▶ Problem to work on
Repeat the records below word for word, beginning at the line that contains "Target: hedge row" and stopping after the line that contains "(14, 199), (488, 304)".

(Entries taken from a collection)
* * * *
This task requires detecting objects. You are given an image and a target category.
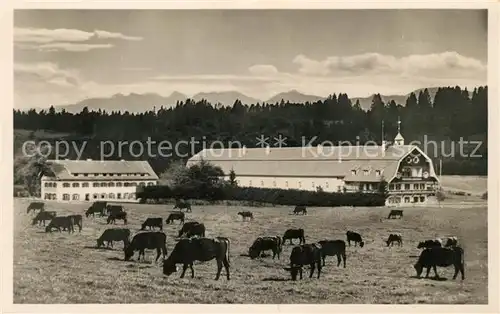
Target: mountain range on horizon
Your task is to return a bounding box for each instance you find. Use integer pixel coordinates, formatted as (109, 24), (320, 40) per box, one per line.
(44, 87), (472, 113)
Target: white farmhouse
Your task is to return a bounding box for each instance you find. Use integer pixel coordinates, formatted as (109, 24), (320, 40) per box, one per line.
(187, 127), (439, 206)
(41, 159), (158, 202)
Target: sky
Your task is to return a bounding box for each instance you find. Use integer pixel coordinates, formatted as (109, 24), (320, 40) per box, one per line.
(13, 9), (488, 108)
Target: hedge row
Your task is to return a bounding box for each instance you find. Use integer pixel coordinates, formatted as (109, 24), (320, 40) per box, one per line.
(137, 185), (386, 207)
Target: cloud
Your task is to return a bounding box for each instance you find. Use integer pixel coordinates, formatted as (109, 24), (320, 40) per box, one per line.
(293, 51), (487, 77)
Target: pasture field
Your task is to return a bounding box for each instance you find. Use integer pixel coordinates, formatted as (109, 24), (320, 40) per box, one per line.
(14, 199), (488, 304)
* * * *
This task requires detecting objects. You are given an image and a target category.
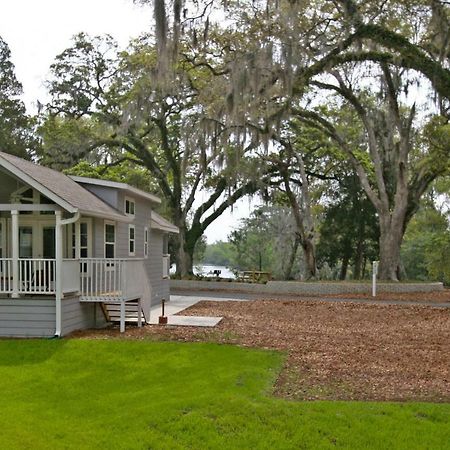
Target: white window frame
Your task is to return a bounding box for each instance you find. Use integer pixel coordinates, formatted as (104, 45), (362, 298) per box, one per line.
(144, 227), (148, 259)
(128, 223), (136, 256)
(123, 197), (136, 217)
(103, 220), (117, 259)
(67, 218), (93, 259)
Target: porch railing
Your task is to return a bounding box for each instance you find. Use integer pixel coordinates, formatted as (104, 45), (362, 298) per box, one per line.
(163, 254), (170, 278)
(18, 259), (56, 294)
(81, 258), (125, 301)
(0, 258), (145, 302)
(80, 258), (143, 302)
* * * *
▶ Solution to the exercise
Target: hedge row
Your task is to return a bounding box for each instance you find. Use integer pixel coordinates, formatted as (109, 24), (320, 40) per box, one per line.
(137, 185), (386, 207)
Target: cloud
Your task is to return a bounding box for each instance you find. Use integer pixel coordinates, formatted as (109, 24), (320, 40) per box, one per line.
(293, 51), (487, 77)
Target: pasture field
Your task is to return a bounding box for each instance you find. Use integer pixel coordinates, formatted as (109, 24), (320, 40) per box, one per line.
(14, 199), (488, 304)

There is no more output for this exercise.